Top of SUPPLIED MATERIAL
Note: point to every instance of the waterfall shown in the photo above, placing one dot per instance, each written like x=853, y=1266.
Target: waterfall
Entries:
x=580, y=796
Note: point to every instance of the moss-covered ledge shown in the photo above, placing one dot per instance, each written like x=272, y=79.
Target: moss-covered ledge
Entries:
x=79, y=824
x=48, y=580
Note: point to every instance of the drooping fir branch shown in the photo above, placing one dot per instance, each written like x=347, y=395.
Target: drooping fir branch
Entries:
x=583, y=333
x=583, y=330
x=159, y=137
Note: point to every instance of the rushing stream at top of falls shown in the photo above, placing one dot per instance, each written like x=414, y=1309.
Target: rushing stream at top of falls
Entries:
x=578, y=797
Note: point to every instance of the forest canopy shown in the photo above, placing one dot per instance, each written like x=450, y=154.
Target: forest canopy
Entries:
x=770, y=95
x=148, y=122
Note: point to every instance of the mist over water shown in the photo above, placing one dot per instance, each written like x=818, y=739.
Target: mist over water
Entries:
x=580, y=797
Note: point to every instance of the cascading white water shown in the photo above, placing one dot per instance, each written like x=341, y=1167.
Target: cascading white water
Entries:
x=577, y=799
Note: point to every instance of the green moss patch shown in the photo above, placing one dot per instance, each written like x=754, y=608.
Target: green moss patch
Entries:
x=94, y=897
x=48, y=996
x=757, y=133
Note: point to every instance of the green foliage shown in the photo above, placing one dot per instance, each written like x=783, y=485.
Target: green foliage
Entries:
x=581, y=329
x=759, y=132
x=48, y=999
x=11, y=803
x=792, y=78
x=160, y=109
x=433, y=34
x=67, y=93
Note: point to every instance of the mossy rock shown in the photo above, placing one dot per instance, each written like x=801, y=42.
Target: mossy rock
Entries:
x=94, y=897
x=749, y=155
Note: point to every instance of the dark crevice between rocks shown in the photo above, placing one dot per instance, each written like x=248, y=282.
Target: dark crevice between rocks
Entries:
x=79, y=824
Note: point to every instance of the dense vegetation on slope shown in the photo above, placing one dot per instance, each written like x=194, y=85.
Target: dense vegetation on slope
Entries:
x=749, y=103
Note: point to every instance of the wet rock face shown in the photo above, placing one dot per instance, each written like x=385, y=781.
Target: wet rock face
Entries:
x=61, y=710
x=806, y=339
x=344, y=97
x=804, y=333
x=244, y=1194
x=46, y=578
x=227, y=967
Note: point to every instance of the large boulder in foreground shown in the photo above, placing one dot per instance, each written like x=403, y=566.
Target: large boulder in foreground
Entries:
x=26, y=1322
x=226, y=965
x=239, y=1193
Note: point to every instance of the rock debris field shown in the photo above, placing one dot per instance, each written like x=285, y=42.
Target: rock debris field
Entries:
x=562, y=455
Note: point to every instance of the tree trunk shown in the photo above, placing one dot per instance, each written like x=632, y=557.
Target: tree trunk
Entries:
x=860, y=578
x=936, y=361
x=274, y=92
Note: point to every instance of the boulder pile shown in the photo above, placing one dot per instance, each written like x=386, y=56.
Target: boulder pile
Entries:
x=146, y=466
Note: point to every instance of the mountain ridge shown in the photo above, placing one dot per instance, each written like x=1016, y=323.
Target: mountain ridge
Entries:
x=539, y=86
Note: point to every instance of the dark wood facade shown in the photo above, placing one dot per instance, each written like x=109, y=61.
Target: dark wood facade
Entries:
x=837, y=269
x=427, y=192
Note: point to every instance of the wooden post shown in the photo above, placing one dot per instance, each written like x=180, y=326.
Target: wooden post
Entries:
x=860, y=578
Bottom of SUPPLIED MATERIAL
(WORK TO BE COMPLETED)
Please give the number of lines above that include the string "field", with nothing added.

(THE ANSWER)
2